_Document passage_.
☆ ☆ ☆ ☆

A Historic Opportunity

In the decades since Medicare’s establishment in 1965, advocates have continually pushed for expanding the program to include dental, hearing, and vision benefits. However, current political realities mean that reform is perhaps closer than ever before. Powerful interest groups nevertheless threaten to dramatically scale back or derail the proposed change.

“Means-Testing” for Medicare Dental Benefits: A Costly Mistake

Despite not necessarily opposing a dental Medicare benefit altogether, some interest groups are applying the brakes. Rather than make dental coverage universal for all Medicare recipients, some have endorsed a model in which Medicare dental benefits would be available only to beneficiaries whose incomes are 300 percent or less of the federal poverty level (FPL), equating to roughly $38,000 per year for an individual.

To be clear: this would be a mistake. “Means-testing” has never been used with other health coverage under Medicare and would represent a step in the wrong direction if applied to a new dental benefit.

An Inequitable, Potentially Destabilizing Solution

By means-testing dental Medicare benefits, oral health care would remain out of reach for millions of working and middle-class older adults. That’s because out-of-pocket costs for dental care would still exceed many individuals’ available discretionary income, even for those earning more than 300% FPL. After all, KFF reports that out-of-pocket spending on dental care was $874 on average for Medicare beneficiaries using dental services in 2018 and that one in five Medicare beneficiaries using dental services spent more than $1,000 out-of-pocket. Many seniors, the majority of whom live on fixed incomes, simply cannot afford the out-of-pocket costs associated with routine, preventive dental care, to say nothing of more costly restorative or surgical procedures.

Beyond this inequity, however, means-testing dental benefits could potentially threaten the sustainability of the broader Medicare program. Max Richtman, president and CEO of the National Committee to Preserve Social Security and Medicare, noted in a recent op-ed that “If means-testing results in Medicare becoming increasingly unfair to higher-income beneficiaries, they may opt-out and purchase their policy on the private market. The departure of higher-income beneficiaries, who tend to be younger and healthier, would weaken the risk pool, putting additional strain on Medicare’s finances.” Further, as Richtman writes, applying the first-ever means-test to a Medicare benefit would set a dangerous precedent for future means-testing of other coverages.

Moreover, applying a means test to Medicare dental benefits would likely result in a situation in which a majority of private practice dentists decline to participate. We’ve seen this happen with Medicaid and the Children’s Health Insurance Program (CHIP). By limiting the potential pool of new patients, means-testing a Medicare dental benefit would similarly and significantly reduce the financial incentive for private practice dentists. According to the ADA Health Policy Institute (HPI), only 43 percent of dentists nationwide participate in Medicaid or CHIP, dramatically limiting access to care and fueling health disparities among disadvantaged populations. A means test applied to Medicare would almost certainly compound the problem.

The Bottom Line

Dental coverage under Medicare is sorely needed, but to make Medicare dental benefits anything but universal diminishes the message that public health-minded dentists have fought so hard to advance: that oral health is overall health. It also threatens to deepen inequities and deny care to at-risk populations that need it most. Congress should act now to expand Medicare to include dental coverage and reject misguided attempts to impose means-testing on potential beneficiaries.

Dr. Zachary Brian is the Director of North Carolina Oral Health Collaborative (NCOHC) and VP of Impact, Strategy, and Programs for its parent organization, the Foundation for Health Leadership & Innovation (FHLI).

☆ ☆ ☆ ☆

Dataset entries
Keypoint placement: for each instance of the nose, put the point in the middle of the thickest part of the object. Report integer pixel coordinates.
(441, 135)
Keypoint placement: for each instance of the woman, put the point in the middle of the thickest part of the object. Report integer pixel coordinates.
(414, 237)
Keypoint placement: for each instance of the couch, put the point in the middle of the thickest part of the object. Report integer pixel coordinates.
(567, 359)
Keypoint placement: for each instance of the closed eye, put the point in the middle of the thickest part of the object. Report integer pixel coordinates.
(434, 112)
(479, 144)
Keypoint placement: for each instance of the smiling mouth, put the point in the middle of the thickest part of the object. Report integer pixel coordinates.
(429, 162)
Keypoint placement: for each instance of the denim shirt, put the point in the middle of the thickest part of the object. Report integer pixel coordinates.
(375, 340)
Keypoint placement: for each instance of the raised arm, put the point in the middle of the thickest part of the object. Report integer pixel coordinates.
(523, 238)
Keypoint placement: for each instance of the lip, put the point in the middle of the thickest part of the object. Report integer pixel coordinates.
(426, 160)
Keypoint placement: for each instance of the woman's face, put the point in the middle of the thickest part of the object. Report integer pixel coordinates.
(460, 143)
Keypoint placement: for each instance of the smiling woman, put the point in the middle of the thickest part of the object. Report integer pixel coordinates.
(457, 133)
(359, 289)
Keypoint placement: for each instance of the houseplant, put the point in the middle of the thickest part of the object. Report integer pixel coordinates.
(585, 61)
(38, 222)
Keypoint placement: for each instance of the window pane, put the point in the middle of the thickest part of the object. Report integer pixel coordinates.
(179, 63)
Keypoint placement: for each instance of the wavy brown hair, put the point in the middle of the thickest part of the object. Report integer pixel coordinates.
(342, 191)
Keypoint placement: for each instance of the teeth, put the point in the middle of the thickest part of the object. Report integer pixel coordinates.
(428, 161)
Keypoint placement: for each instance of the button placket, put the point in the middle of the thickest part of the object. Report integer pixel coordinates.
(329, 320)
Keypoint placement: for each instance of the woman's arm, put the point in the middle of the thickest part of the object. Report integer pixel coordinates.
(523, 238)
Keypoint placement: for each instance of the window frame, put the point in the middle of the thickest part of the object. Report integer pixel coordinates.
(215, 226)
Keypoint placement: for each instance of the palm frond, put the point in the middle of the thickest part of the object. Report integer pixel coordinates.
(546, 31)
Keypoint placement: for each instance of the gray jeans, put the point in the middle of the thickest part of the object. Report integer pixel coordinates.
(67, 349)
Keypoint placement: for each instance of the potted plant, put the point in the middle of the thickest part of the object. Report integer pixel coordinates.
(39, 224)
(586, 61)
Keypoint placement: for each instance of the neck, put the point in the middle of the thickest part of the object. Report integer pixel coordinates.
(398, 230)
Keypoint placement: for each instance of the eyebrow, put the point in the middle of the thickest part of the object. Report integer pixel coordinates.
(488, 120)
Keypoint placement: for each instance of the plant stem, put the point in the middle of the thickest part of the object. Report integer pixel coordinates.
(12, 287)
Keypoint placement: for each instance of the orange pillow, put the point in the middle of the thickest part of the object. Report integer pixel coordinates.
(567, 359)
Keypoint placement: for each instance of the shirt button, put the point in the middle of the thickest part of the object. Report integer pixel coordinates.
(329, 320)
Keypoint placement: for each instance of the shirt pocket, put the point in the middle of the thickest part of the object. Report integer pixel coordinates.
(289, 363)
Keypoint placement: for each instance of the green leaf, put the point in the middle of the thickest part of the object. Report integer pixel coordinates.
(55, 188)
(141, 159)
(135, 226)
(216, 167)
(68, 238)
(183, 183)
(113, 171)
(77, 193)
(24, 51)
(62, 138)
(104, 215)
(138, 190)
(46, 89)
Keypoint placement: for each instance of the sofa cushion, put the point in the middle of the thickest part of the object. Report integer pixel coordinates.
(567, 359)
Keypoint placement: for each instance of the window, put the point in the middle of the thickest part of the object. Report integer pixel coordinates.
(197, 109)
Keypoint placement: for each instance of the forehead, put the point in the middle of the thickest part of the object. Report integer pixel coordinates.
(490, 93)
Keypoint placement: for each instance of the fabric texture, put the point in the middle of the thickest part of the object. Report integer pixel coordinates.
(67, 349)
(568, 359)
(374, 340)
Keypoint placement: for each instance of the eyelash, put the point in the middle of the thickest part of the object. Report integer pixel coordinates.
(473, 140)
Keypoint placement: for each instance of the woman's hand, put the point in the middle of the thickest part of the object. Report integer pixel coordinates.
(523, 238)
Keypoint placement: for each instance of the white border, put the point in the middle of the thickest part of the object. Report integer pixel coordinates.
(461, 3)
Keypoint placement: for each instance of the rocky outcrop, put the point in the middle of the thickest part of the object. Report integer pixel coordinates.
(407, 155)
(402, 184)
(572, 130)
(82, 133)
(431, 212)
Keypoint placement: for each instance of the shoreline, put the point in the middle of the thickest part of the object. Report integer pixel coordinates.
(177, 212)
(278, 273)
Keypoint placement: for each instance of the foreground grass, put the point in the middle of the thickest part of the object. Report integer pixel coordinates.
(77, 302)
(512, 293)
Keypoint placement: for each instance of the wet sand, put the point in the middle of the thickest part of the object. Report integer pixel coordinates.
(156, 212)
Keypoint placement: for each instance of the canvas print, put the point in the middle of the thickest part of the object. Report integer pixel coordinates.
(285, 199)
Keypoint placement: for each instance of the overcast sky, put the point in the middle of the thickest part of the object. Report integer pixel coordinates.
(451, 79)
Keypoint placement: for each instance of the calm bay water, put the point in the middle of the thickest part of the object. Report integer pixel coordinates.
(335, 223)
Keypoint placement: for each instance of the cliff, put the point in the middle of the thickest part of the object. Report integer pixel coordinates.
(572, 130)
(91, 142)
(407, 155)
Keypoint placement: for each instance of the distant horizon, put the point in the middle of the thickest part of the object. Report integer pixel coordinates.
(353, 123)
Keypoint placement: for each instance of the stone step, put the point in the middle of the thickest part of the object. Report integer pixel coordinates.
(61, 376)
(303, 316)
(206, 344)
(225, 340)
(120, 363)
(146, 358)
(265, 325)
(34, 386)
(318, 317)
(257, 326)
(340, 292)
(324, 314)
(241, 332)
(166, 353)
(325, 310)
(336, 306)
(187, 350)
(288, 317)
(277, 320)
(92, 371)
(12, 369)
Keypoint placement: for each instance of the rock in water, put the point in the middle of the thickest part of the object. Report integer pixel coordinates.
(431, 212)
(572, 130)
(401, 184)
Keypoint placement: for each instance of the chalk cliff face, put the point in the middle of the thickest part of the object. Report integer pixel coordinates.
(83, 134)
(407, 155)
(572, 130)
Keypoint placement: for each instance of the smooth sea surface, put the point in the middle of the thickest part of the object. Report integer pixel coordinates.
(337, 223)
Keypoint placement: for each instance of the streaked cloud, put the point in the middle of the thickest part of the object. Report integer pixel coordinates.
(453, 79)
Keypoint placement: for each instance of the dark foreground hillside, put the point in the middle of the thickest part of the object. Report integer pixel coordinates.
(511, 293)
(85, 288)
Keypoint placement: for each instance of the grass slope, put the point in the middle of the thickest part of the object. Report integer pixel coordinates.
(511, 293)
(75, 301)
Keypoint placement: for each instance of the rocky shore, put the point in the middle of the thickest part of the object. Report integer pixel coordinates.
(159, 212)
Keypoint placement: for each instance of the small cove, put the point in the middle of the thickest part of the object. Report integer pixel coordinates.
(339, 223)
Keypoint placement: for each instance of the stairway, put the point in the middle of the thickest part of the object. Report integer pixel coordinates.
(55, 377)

☆ ☆ ☆ ☆

_Your assignment_. In the passage on Medicare dental benefits, what percentage of dentists nationwide participate in Medicaid or CHIP, according to the ADA Health Policy Institute? The records aren't needed here.

_Answer to this task_. 43 percent